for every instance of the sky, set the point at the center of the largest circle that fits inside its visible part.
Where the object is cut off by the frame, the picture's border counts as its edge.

==

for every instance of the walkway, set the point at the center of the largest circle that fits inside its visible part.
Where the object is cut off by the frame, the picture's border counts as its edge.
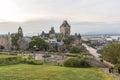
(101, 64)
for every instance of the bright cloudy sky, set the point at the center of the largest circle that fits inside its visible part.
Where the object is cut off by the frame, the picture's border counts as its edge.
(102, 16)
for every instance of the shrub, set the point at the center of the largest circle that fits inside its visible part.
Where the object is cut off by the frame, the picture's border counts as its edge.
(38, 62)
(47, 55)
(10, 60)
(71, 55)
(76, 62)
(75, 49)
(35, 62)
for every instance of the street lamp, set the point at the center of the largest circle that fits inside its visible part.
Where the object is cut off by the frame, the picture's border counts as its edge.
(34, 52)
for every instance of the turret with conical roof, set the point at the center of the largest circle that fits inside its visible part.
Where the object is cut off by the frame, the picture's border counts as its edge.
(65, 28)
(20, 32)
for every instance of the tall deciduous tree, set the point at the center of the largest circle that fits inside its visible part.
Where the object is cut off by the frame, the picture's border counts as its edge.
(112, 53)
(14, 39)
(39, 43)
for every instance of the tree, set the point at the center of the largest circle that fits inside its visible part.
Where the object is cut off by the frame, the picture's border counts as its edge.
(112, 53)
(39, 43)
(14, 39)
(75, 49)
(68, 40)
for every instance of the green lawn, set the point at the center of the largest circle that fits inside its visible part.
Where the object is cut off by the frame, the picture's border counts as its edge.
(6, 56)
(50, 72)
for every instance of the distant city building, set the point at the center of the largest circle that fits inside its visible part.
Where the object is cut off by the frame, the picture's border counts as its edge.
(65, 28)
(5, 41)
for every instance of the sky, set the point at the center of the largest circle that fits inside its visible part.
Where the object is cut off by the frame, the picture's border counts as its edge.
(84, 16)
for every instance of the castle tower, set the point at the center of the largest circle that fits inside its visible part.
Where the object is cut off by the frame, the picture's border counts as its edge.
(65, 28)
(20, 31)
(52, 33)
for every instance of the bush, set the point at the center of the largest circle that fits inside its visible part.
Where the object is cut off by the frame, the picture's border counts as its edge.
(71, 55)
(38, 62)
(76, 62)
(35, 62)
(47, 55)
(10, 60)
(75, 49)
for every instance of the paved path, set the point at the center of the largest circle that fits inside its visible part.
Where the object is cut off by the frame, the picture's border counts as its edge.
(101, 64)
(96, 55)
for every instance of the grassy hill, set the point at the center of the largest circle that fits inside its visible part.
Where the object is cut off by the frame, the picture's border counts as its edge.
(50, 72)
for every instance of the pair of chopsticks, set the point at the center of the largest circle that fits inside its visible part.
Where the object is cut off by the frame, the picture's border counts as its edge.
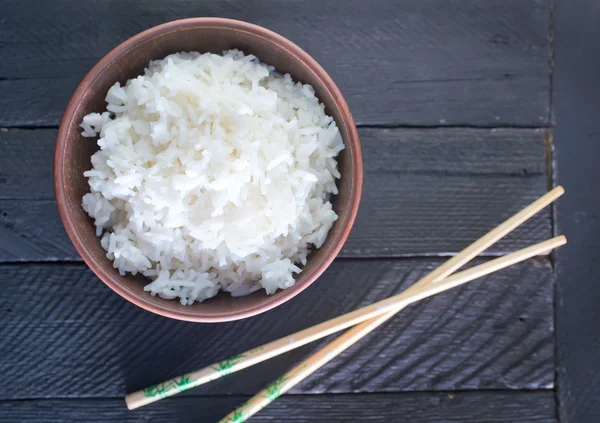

* * *

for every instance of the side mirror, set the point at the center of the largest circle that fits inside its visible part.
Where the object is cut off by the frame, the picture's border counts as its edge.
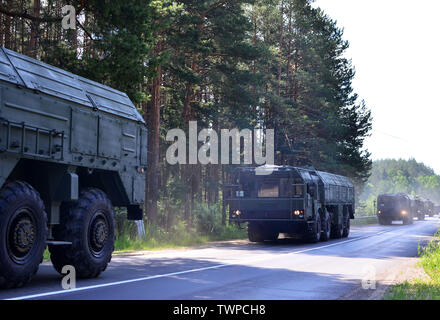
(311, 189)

**Exercise description**
Each line above from the one containing "for every instance of the walkway, set" through the one containing "for every instance of the bright" is to be returned verbatim. Nothing else, and no pictures.

**Exercise response**
for every instance of the walkway, set the point at the center of the largest circle that fits inside its visible part.
Where the object is cut off by the frame, the picture's border counts as its edge.
(101, 64)
for every instance of the bright cloudy sky, set the point at the center of the largest circle that fits inside its visible part.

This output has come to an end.